# What the task asks:
Please render the lines of the material below as a JSON list of strings, one string per line with blank lines left out. Start at the line containing "the stone parapet" and end at the line containing "column 429, row 398", including both.

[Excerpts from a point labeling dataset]
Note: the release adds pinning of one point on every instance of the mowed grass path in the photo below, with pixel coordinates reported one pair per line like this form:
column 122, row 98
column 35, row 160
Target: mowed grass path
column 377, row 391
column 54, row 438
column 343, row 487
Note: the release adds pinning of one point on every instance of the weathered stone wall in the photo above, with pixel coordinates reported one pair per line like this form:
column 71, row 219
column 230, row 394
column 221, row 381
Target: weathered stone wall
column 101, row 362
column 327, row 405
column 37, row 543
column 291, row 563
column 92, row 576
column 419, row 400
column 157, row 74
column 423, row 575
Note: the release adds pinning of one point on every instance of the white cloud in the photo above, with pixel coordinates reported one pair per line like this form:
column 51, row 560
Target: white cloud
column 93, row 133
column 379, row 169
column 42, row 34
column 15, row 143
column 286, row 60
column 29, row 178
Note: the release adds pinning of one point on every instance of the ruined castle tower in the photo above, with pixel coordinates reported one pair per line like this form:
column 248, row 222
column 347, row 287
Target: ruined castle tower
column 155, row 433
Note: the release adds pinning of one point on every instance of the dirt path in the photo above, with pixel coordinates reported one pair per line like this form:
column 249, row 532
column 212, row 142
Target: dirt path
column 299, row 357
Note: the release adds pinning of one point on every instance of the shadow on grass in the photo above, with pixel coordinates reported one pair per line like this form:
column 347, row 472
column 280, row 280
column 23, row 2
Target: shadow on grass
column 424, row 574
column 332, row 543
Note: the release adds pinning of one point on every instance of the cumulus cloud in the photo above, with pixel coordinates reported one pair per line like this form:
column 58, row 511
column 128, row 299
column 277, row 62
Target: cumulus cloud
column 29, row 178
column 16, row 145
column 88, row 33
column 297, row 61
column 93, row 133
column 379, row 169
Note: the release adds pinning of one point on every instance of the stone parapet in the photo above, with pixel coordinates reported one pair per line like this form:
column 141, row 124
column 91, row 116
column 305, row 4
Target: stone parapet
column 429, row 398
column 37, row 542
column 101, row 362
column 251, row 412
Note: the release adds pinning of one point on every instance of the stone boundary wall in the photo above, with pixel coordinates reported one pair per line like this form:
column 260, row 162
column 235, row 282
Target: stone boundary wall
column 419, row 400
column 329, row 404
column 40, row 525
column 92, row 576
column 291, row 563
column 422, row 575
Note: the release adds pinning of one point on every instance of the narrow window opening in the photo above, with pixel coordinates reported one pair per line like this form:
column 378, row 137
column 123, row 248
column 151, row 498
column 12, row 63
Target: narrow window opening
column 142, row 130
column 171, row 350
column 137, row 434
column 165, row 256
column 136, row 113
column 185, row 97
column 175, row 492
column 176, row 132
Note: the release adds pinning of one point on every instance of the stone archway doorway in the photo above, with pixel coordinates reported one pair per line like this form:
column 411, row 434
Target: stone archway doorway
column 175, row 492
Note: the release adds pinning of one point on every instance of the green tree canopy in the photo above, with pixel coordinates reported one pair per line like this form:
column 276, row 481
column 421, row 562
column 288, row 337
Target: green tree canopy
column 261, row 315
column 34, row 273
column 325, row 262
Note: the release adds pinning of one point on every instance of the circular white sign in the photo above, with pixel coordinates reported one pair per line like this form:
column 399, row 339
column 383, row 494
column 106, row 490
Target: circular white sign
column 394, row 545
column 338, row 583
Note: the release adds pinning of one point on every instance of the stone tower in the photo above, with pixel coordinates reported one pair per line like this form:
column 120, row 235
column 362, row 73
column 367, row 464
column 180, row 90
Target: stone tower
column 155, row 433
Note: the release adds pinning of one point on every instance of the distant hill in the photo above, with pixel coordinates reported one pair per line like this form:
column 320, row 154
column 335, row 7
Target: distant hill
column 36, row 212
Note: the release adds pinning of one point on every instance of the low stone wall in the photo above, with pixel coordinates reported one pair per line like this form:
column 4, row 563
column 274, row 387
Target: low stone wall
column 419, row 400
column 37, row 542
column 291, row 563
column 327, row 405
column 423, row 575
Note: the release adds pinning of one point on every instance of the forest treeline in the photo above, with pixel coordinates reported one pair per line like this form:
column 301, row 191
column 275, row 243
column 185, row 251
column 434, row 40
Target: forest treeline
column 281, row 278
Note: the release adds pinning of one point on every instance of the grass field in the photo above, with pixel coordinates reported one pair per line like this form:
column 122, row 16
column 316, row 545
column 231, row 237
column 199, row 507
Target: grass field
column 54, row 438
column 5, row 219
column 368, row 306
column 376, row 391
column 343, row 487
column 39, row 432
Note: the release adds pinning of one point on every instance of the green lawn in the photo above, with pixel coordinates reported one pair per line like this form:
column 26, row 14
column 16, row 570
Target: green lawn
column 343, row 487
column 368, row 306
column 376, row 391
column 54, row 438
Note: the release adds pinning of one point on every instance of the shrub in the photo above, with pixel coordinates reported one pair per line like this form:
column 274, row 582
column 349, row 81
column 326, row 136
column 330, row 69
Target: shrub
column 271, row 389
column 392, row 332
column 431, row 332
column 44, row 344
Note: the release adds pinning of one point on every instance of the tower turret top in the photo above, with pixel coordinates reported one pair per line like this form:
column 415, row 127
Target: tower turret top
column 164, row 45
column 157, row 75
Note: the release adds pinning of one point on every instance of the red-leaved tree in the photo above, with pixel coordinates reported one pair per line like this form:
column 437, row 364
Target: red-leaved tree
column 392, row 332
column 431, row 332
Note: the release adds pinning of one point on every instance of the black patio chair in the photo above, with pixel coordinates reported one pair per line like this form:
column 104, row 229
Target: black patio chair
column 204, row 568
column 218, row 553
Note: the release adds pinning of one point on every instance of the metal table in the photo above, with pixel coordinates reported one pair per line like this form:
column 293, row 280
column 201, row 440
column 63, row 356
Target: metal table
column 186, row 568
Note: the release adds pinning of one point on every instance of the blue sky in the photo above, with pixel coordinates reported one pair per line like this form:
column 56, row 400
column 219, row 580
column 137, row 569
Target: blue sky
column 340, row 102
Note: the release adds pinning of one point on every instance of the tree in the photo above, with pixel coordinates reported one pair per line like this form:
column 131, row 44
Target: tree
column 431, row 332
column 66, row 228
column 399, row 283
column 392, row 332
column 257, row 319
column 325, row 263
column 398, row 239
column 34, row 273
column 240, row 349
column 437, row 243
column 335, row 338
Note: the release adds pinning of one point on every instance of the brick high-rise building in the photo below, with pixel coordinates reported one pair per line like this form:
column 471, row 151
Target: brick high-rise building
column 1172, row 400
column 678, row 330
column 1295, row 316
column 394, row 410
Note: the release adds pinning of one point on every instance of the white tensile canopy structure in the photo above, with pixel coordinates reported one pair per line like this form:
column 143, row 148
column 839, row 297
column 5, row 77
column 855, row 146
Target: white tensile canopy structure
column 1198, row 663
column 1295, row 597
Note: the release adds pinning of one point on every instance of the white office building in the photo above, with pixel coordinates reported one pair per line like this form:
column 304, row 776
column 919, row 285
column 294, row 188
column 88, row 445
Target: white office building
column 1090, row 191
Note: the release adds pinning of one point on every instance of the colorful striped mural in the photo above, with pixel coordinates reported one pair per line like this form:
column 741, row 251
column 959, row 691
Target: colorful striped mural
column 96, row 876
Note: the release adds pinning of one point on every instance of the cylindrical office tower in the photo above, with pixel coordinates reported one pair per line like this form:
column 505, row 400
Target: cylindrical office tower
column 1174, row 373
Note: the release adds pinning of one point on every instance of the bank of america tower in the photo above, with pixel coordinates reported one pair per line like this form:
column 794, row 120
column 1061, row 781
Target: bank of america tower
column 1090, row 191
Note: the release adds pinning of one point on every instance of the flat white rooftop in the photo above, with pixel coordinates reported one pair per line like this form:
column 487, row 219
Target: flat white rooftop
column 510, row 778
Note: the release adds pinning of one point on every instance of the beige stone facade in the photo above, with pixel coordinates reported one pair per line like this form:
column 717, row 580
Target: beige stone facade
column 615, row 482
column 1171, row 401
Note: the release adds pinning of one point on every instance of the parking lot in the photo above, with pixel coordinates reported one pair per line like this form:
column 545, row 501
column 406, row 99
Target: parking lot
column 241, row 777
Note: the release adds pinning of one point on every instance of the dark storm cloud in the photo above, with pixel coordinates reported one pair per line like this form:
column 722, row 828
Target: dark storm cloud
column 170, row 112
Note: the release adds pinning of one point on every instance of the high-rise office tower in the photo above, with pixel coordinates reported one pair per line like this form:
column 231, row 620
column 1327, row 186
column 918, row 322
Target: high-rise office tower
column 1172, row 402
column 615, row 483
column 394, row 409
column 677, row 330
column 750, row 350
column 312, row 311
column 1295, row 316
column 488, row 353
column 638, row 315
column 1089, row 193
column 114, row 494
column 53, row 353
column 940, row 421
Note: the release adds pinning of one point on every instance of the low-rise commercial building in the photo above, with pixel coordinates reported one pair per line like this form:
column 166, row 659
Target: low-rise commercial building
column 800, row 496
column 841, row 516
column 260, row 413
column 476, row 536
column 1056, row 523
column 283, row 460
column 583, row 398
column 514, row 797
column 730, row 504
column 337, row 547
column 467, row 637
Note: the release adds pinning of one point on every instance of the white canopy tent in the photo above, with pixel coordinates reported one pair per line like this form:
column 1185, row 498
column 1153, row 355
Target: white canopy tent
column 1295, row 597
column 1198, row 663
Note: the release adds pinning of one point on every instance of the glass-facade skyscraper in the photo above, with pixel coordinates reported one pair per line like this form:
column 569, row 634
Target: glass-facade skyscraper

# Problem solution:
[
  "Note: the release adds pinning of one point on every instance of the stone parapet in the photo above, with pixel coordinates reported one pair per line like this form:",
  "column 141, row 124",
  "column 91, row 116",
  "column 305, row 4",
  "Target: stone parapet",
  "column 429, row 398"
]